Put the lines below into a Markdown table with two columns, Row and Line, numbering each row and skipping any blank lines.

DATA TO PROCESS:

____________________

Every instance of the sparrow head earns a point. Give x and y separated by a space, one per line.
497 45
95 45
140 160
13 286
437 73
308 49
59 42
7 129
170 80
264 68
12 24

____________________

OUTPUT OF THE TASK:
| Row | Line |
|---|---|
| 1 | Every instance of the sparrow head earns a point. Give x and y separated by a space, one per line. |
| 2 | 497 45 |
| 3 | 95 45 |
| 4 | 140 160 |
| 5 | 13 286 |
| 6 | 437 73 |
| 7 | 308 49 |
| 8 | 59 42 |
| 9 | 7 129 |
| 10 | 170 80 |
| 11 | 264 68 |
| 12 | 12 24 |